## WHAT IS ASKED
All lines from the one with "beige wall and record the pixel coordinates." to the end need to be copied exactly, with nothing before them.

========================

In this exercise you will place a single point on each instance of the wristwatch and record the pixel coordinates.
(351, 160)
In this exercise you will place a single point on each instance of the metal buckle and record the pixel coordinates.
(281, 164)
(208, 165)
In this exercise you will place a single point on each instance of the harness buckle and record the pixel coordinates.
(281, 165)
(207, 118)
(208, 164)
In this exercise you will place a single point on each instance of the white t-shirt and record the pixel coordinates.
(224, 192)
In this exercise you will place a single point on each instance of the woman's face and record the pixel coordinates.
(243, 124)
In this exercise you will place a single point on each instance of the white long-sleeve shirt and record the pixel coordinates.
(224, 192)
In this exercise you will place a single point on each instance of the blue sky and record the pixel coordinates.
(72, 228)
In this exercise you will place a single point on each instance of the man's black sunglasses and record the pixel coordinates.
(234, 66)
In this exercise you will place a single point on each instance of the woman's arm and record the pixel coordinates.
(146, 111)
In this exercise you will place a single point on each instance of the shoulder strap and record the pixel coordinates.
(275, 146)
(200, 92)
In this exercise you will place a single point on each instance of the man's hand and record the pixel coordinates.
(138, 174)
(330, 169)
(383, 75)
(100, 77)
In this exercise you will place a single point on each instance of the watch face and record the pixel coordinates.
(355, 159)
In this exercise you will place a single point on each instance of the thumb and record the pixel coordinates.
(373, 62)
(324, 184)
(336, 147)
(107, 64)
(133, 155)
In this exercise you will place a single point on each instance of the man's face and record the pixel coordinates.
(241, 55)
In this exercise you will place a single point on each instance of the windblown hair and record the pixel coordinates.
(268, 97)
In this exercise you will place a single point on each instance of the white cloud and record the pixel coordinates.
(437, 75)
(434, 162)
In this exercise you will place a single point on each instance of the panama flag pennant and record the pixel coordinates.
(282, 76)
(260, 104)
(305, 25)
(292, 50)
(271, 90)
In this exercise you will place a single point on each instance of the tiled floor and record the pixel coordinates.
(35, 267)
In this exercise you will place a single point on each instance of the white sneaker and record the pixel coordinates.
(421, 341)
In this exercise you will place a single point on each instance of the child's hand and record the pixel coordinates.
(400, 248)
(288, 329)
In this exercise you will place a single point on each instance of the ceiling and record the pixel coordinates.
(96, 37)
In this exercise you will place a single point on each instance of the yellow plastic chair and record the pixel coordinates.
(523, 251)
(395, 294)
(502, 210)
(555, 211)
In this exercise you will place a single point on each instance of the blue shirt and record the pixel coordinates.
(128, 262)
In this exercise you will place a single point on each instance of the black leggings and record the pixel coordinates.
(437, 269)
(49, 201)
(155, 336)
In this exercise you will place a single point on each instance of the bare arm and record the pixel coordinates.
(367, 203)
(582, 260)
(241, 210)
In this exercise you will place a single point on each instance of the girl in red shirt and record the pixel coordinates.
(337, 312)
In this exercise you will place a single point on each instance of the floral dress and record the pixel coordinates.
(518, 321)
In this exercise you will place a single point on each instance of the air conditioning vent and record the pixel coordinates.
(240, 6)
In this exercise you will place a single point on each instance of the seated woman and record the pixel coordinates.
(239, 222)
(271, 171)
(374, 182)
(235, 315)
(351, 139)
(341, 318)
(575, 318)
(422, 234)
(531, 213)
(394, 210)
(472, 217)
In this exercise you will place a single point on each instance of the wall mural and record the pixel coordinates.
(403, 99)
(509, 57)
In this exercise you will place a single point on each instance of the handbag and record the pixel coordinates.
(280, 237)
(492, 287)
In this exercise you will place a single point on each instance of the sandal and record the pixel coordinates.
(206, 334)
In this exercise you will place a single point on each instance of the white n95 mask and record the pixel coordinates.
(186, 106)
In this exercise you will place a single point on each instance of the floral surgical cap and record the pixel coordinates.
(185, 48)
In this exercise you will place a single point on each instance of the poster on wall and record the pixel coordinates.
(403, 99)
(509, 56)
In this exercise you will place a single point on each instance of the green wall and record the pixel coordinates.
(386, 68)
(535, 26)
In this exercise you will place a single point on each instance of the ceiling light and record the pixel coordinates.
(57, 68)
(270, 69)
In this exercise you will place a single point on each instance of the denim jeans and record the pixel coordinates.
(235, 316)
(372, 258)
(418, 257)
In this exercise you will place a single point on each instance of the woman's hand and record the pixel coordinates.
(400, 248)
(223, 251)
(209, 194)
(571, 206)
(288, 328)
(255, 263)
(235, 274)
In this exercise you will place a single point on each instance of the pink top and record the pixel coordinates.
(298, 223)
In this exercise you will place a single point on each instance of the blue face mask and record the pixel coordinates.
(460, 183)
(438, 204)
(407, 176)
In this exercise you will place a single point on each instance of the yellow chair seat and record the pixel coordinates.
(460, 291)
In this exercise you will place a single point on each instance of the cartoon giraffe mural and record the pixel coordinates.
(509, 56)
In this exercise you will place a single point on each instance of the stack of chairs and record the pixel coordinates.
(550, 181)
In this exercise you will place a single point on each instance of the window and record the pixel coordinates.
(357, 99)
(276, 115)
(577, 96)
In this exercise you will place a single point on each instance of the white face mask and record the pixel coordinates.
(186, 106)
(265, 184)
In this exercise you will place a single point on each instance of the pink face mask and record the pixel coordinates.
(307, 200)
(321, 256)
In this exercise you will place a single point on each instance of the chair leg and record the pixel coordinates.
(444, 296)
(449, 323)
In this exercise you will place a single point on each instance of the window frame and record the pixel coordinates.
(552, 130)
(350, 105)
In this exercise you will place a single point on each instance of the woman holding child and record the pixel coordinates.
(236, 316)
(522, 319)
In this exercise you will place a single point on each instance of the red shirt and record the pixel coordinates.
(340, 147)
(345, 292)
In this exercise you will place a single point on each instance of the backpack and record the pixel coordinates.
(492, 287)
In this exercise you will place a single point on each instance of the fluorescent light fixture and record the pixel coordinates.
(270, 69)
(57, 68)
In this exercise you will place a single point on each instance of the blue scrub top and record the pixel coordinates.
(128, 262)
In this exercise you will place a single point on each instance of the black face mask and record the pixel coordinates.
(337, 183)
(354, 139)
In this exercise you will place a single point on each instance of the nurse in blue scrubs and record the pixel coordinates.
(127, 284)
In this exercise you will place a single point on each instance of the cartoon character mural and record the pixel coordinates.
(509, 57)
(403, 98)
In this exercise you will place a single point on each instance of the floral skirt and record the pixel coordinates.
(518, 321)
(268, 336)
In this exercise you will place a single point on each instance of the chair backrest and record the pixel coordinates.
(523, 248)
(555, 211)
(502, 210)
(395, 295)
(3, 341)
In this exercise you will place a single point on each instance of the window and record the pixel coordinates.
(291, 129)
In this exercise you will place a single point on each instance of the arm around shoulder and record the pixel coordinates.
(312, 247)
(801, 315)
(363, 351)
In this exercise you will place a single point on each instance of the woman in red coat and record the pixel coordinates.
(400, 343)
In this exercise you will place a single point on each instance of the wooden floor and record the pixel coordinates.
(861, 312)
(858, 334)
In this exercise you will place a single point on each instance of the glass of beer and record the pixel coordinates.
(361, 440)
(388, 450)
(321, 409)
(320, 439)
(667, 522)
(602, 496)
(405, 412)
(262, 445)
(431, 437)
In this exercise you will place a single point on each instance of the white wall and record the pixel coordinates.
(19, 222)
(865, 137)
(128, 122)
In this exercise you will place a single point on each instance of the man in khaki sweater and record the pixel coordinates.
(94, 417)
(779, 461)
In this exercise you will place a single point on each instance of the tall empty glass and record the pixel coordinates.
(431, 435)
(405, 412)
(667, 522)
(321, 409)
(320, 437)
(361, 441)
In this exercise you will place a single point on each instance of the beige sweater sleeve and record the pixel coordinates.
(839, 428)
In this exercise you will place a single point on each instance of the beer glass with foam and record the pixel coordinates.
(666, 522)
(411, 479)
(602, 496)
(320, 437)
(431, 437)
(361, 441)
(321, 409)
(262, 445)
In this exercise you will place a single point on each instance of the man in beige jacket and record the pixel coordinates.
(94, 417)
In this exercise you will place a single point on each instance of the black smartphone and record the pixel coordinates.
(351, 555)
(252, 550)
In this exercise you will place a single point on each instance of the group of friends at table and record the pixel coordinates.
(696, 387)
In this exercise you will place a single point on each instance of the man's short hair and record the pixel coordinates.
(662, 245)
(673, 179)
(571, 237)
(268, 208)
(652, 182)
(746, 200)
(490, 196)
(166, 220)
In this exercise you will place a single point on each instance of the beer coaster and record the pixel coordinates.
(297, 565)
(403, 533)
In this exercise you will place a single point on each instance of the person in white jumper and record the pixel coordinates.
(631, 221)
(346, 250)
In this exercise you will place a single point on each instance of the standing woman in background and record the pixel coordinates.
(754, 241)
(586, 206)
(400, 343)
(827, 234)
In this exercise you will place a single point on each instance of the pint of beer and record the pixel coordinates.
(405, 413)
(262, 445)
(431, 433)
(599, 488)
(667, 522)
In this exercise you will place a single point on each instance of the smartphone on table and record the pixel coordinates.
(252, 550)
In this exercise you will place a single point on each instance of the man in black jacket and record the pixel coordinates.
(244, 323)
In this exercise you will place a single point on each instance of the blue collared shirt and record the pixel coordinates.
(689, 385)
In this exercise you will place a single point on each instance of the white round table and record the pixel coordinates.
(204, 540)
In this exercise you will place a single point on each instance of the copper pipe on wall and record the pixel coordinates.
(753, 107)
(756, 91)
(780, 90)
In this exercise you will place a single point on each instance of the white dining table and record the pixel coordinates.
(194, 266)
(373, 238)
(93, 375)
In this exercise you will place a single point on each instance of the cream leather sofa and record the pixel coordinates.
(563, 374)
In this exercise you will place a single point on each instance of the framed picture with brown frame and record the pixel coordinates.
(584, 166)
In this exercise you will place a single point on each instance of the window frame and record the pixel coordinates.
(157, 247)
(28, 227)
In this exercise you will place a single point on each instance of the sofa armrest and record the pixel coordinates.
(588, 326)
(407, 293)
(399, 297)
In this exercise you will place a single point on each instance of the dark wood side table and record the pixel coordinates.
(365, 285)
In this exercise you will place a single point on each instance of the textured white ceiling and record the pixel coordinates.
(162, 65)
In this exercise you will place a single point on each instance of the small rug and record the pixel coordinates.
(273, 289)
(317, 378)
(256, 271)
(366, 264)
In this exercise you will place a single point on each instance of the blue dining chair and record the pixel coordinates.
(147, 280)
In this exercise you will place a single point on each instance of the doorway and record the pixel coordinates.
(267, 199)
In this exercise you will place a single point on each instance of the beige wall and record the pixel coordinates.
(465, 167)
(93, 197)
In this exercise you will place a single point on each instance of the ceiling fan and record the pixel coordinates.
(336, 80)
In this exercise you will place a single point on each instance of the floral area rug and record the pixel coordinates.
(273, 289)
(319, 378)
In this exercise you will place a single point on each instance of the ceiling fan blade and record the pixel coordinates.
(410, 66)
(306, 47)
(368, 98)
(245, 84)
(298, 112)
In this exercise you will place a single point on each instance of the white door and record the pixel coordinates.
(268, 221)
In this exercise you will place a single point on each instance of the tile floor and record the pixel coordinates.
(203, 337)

========================

## FINISHED EXERCISE
In this exercise you will place a single point on each instance of the beige wall and record the pixel coordinates.
(465, 167)
(93, 197)
In this exercise you will place a single point on each instance of the ceiling fan and record the pixel coordinates.
(336, 80)
In this exercise you will place a single point on each instance of the floral area rug and record the pixel coordinates.
(273, 289)
(319, 378)
In this exercise you will place a single point on each instance of the ceiling fan blade and record the pixel coordinates.
(410, 66)
(306, 47)
(368, 98)
(245, 84)
(298, 112)
In this exercise you will place a single point on each instance of the white door and record the pixel coordinates.
(268, 221)
In this exercise you will place a single point on each instance of the tile floor and record the pixel coordinates.
(203, 337)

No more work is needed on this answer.